Years and two children later, I have had struggles with blood pressure in my second pregnancy, I put on weight as you do in pregnancy, despite losing it all and more after my son, I am sat here after my daughter's birth feeling a lot bigger than I want to be. And what with a lot better availability, choice and quality in free from foods, I am giving it a try again. Another post I may detail the gluten free staples that have taken over from the wheat ones. A few weeks later I am noticeably losing the baby weight and feel so much healthier. and this time I think i can make at least a minimal gluten diet work!
BUT, and it is a big but, baking. Its the summer holidays and I need to do something with my school age boy! So we decided to try the experiment. Can you make cakes that rival the wheat based ones?
There are now things that weren't on the market in the 80's and 90's when dealing with allergy diets. First and foremost we embarked this experiment with Dove Farm's Gluten Free self raising flour as our base.
Now freely available in most large supermarkets. I picked mine up from my local Tescos. So, the base recipe. I actually used the one from their website, but is helpfully on the side of the packet. We only did a half batch I will note because it was an experiment, and with only one small boy and me to eat them, I didn't want to do too many at once! But the recipe is as follows for a full batch:
150g caster sugar
3 medium eggs
1/2 teaspoon of vanilla extract
150g of your chosen self raising flour
1 tablespoon of milk
Simply cream the butter and sugar together.
Beat in the eggs and vanilla
Beat in flour and milk
Spoon into cases and cook for 10-12 minutes at 180 degrees in a fan oven (200 degrees in a conventional oven)

[Entries taken from a collection]
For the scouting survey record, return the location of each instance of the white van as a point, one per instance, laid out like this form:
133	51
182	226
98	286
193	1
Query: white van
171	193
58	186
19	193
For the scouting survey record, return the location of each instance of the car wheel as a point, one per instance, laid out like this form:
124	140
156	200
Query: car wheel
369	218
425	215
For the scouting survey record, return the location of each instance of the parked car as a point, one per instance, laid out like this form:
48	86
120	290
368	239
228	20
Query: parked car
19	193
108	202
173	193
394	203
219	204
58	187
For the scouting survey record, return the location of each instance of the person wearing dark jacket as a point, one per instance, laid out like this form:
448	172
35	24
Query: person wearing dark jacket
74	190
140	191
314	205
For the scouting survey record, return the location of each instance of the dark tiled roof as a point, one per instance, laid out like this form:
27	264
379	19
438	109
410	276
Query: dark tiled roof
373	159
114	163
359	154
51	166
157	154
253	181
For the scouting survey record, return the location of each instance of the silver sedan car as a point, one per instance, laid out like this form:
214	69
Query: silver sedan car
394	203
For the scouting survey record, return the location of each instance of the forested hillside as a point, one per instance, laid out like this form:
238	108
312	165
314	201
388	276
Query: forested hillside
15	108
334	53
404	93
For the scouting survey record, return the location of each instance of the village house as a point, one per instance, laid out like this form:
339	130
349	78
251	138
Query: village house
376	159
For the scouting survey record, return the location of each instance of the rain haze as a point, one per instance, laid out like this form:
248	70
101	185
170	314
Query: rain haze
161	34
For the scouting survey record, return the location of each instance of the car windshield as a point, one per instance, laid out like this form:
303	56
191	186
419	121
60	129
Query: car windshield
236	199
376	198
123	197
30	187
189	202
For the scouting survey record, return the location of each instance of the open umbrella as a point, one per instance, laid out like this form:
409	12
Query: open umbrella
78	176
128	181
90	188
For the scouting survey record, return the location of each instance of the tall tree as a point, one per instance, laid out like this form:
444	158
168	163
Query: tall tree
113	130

» **REQUIREMENTS**:
1. Put the rows into a JSON list of strings, one string per line with blank lines left out, starting at the line that contains "of the forested" and ending at the last line of the rows.
2. Continue the post about baking gluten-free cakes from where it stops.

» **ANSWERS FOR THIS EXERCISE**:
1.
[
  "For the scouting survey record, return the location of each instance of the forested hillside as a point, one per instance, laid out like this form:",
  "238\t108",
  "312\t165",
  "314\t201",
  "388\t276",
  "Query: forested hillside",
  "15\t108",
  "334\t53",
  "404\t93",
  "For the scouting survey record, return the location of each instance of the village house as a point, one per instance, laid out like this form:",
  "339\t130",
  "349\t78",
  "251\t138",
  "Query: village house",
  "376\t159",
  "For the scouting survey record, return the location of each instance of the rain haze as a point, one per instance, laid out like this form:",
  "248\t70",
  "101\t185",
  "170\t314",
  "Query: rain haze",
  "161\t34",
  "For the scouting survey record, return the location of each instance of the car windshield as a point, one per instance, laid out like this form:",
  "303\t56",
  "191\t186",
  "419\t121",
  "60\t129",
  "Query: car windshield",
  "236\t199",
  "376\t198",
  "123\t197",
  "30\t187",
  "189\t202",
  "For the scouting survey record, return the location of each instance of the open umbrella as a point, one per instance, laid out like this form:",
  "409\t12",
  "Query: open umbrella",
  "78\t176",
  "128\t181",
  "90\t188",
  "For the scouting survey record, return the location of each instance of the tall tree as a point, one per instance, laid out like this form:",
  "444\t158",
  "168\t163",
  "Query: tall tree",
  "113\t130"
]

2.
I half filled silicone cake cases and cooked for 12 minutes which yielded these beautifully risen cakes:
While they cooled I raided my cupboard for a raft of decorating options for my lovely son to choose from:
Please note that this post has not been endorsed by any brand I am only showing what I chose to use of my own free will from in my cupboards
Once they had cooled I removed them from the silicone cases and into paper ones to make decorating easier. My little pirate chose the can of easy swirl icing (which only does ten cakes as stated on the can, just be aware its not a cheap icing solution but an easy one), chocolate beans and sugar confetti. So I swirled and he decorated.
Its serious business this cake decorating, and definitely requires a pirate hat! Between us we wound up with this little bevy of beauties:
I don't think we did bad at all. And the verdict?
Neither the pirate or I noticed a single difference between an ordinary fairy cake. Honestly, there were none! Its a fantastic replacement flour and will live in my cupboard from now on.
On another allergy note, I have not tried it, but I am reliably informed that if you need to be dairy free as well, you could replace the butter with hard margarine such as stork, and almond milk to replace the cows milk. So give it a try and enjoy!